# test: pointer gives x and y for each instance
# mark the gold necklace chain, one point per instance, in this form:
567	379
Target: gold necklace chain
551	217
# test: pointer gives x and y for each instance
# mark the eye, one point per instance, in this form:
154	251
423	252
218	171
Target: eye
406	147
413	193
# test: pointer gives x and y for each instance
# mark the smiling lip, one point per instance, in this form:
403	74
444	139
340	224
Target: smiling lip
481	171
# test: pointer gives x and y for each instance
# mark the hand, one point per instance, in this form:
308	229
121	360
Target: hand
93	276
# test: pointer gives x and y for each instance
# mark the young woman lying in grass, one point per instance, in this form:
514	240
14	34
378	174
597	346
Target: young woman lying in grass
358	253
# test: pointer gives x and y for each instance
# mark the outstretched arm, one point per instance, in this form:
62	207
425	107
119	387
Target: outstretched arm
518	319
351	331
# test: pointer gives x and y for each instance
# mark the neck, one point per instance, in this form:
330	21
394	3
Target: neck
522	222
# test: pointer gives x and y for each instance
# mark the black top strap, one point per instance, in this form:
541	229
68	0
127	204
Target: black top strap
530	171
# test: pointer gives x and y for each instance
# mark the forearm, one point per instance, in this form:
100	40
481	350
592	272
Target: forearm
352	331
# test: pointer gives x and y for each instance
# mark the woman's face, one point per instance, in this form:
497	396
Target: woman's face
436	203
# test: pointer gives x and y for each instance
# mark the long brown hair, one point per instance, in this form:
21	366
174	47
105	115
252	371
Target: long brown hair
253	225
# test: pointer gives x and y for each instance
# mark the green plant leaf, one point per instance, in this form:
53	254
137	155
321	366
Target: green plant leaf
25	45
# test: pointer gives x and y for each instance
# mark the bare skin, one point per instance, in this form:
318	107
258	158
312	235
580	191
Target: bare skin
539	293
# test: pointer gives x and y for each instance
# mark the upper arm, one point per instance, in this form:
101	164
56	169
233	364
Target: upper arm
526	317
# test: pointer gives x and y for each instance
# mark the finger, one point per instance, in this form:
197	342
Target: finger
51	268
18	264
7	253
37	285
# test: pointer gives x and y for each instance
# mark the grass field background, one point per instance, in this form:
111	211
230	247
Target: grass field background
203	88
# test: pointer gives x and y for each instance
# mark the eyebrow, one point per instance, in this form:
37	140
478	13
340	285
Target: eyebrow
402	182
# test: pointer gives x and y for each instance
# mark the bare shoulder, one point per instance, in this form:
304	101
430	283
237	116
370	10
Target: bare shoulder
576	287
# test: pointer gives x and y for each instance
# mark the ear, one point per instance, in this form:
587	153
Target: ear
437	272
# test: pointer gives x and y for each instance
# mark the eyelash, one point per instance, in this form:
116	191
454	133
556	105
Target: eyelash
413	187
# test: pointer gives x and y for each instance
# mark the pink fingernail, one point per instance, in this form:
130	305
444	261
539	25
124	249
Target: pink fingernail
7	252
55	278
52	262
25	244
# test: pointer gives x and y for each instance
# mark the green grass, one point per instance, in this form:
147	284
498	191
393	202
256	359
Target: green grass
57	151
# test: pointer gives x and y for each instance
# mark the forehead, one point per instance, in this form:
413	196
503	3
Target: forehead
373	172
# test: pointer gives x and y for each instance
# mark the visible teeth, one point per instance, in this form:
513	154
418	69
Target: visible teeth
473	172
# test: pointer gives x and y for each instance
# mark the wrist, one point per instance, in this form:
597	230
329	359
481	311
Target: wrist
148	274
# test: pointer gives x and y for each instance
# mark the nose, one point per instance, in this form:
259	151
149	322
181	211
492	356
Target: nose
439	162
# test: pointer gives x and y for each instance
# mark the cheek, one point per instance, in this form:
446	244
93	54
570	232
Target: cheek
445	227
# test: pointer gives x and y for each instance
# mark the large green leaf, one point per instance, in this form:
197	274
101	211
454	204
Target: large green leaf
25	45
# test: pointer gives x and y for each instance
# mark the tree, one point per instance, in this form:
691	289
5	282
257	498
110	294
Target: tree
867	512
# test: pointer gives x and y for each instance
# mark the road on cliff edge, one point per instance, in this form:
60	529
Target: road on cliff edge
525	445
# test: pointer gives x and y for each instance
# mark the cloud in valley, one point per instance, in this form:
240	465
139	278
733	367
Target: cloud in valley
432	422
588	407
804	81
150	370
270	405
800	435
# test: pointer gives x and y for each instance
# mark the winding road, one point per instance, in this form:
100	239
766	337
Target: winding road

◆ ◆ ◆ ◆ ◆ ◆ ◆

> **EXERCISE PROMPT**
Restate the records, all of them, precisely as written.

> **COMPLETE OUTPUT**
# test: pointer gives x and y for each instance
# mark the gold necklace chain, one point per instance, in this form:
567	379
Target: gold necklace chain
551	217
# test: pointer gives x and y for each instance
# mark the eye, one point per instance, in this form:
154	251
423	252
218	171
Target: eye
406	147
413	193
# test: pointer gives x and y for each instance
# mark the smiling lip, one point per instance, in this form:
403	74
444	139
340	224
Target: smiling lip
481	171
# test: pointer gives x and y for each instance
# mark the hand, one point per instance, in this form:
308	229
121	360
Target: hand
93	276
# test: pointer gives x and y for each instance
# mark the young woman lying in grass, one point per instance, in this form:
514	240
14	34
378	174
597	346
Target: young woman lying in grass
358	253
# test: pointer gives x and y for each instance
# mark the outstretched arm, one point per instance, in this form:
62	207
425	107
119	387
Target: outstretched arm
518	319
351	331
# test: pointer gives x and y for each instance
# mark the neck, one point per instance, in this form:
330	21
394	3
Target: neck
522	222
# test: pointer gives x and y for each instance
# mark the black top strap, one point per instance, in this form:
541	229
68	0
127	204
Target: black top strap
530	171
# test: pointer gives x and y for each instance
# mark the forearm, one point per instance, in this form:
100	40
481	350
592	272
Target: forearm
352	331
# test: pointer gives x and y for each instance
# mark the woman's face, one point per instance, in this form:
497	396
Target: woman's face
436	203
# test: pointer gives x and y for each instance
# mark the long brown hair, one point per instance, in this form:
21	366
174	47
105	115
252	371
Target: long brown hair
253	225
# test: pointer gives x and y for each instance
# mark the green plant leaf, one point per instance, in this form:
53	254
137	155
321	366
Target: green plant leaf
25	45
# test: pointer gives x and y for each instance
# mark the bare skin, one point per instance, in this form:
318	107
258	158
312	235
580	191
Target: bare skin
539	293
# test: pointer gives x and y for each instance
# mark the upper arm, one point per instance, in this form:
101	164
56	169
233	364
Target: upper arm
526	317
# test: pointer gives x and y for each instance
# mark the finger, one point per instance, in this form:
197	342
Target: finger
51	268
18	264
7	253
37	285
# test: pointer gives x and y for each instance
# mark the grass field background, one point per instance, in this form:
111	211
230	247
Target: grass field background
203	88
# test: pointer gives x and y for each instance
# mark the eyebrow, one point per instance, in this form:
37	140
478	13
340	285
Target: eyebrow
402	182
# test: pointer gives x and y for each instance
# mark the bare shoulder, one point per instance, in this form:
304	101
430	283
237	116
370	10
Target: bare shoulder
576	287
# test: pointer gives x and y for each instance
# mark the ear, one point per instance, in this form:
587	153
Target: ear
437	272
# test: pointer gives x and y for each instance
# mark the eyelash, one point per instance, in this form:
116	191
454	133
556	105
Target: eyelash
413	187
# test: pointer gives x and y for each instance
# mark the pink fingernail, one point per instance, in this form:
130	305
444	261
539	25
124	249
Target: pink fingernail
7	252
55	278
52	262
25	244
# test: pointer gives x and y for each instance
# mark the green grass, one point per instance, in this form:
147	284
498	191
393	202
256	359
Target: green grass
57	151
# test: pointer gives x and y for each instance
# mark the forehead, one point per instance, in this form:
413	196
503	3
Target: forehead
373	172
# test: pointer gives x and y for each instance
# mark the visible teeth, one point per instance, in this form:
513	154
418	69
Target: visible teeth
473	172
# test: pointer gives x and y for each instance
# mark the wrist, one point per instance, in this form:
597	230
329	359
481	311
Target: wrist
148	274
# test: pointer gives x and y for each instance
# mark the nose, one point per instance, in this form:
259	151
149	322
181	211
492	356
Target: nose
439	162
# test: pointer gives x and y for each instance
# mark the cheek, one point per instance, in this form:
446	244
93	54
570	232
Target: cheek
445	227
# test: pointer gives x and y for each instance
# mark the large green leaf, one point per instance, in this form:
197	274
101	211
454	204
Target: large green leaf
25	45
# test: pointer gives x and y for each instance
# mark the tree, one point per instance, in this form:
691	289
5	282
257	498
110	294
Target: tree
867	512
# test: pointer gives x and y for each instance
# mark the road on cliff edge, one point per instance, in this form:
60	529
Target: road on cliff edge
525	445
# test: pointer gives x and y for each instance
# mark the cloud in valley, one point per instance, in this form:
240	465
139	278
733	367
Target: cloud in valley
432	422
588	407
804	81
150	370
270	405
800	435
# test: pointer gives x and y for each instance
# mark the winding road, one point per instance, in this form:
100	239
766	337
Target: winding road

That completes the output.